Document section
=== Begin Enclosure ===

Monday’s ruling was in line with a decision from 2015 in which the court rejected a challenge to Oklahoma’s method of execution by lethal injection on a 5-4 vote. In that case, the court held that inmates challenging a method of execution had to come up with an alternative option that was less painful.

There was no evidence that Bucklew’s chosen alternative – lethal gas – would be any less painful, said Gorsuch, who was appointed to the court by President Donald Trump in 2017.

Gorsuch noted that Bucklew is awaiting execution for crimes committed more than two decades ago.

“Yet since then, he has managed to secure delay through lawsuit after lawsuit,” Gorsuch wrote.

The case did not challenge the constitutionality of the death penalty itself as a violation of the Eighth Amendment. The court has curbed the death penalty as applied to juveniles and mentally disabled people, but there are no signs that the conservative majority is inclined to find that capital punishment is unlawful.

‘NO CONSTITUTIONAL WAY’

Liberal Justice Stephen Breyer in a dissenting opinion repeated his assertion first raised in the 2015 case that if prisoners cannot be executed quickly without violating their rights “it may be that … there simply is no constitutional way to implement the death penalty.”

In Missouri, execution is authorized using either injection or gas but the state in practice uses only lethal injection.

Bucklew’s appeal neither contested his guilt nor sought to avoid execution. Lawyers for the state have said that although lethal gas is authorized, it has never been used and there are no protocols for it.

The high court in March 2018 blocked Bucklew’s execution on a 5-4 vote, with four of the court’s five conservative justices voting to deny the request. The conservative justice who voted with the court’s four liberals to grant the stay, Anthony Kennedy, has since retired and was replaced by President Donald Trump’s appointee Brett Kavanaugh.

Bucklew was convicted of the 1996 murder in southeastern Missouri of Michael Sanders, who was living with Bucklew’s former girlfriend Stephanie Ray at the time. Bucklew fatally shot Sanders at his trailer home, kidnapped and raped Ray, shot at Sanders’ 6-year-old son and wounded a police officer before being apprehended, according to court papers.

Bucklew’s condition has caused large, blood-filled tumors to grow on his face, head, neck and throat, according to court papers.

The Supreme Court last week blocked the execution of a Texas inmate whose request that his Buddhist spiritual adviser be present at the execution had been denied by the state..

That came just weeks after the court rejected on a 5-4 vote a similar request from a Muslim inmate in Alabama, saying he had waited too long to file his lawsuit.

=== End Enclosure ===

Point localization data
=== Begin Enclosure ===

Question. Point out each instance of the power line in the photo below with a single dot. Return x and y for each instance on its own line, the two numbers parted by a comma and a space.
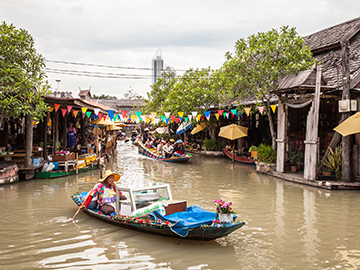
94, 73
98, 65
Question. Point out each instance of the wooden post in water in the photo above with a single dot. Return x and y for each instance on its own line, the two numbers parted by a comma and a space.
312, 127
77, 163
281, 137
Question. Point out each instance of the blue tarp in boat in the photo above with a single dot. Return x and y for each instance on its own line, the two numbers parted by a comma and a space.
193, 216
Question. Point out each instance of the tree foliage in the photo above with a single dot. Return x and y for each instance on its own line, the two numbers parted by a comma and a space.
23, 84
260, 62
102, 96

=== End Enclosure ===

Description of the task
Answer these questions from the article on the Bucklew ruling:
(a) What alternative method of execution did Bucklew choose?
(b) Who replaced Anthony Kennedy on the court?
(c) In what year did the murder that Bucklew was convicted of take place?
The listing is unrelated to the article on the Bucklew ruling.

Result of this task
(a) Lethal gas
(b) Brett Kavanaugh
(c) 1996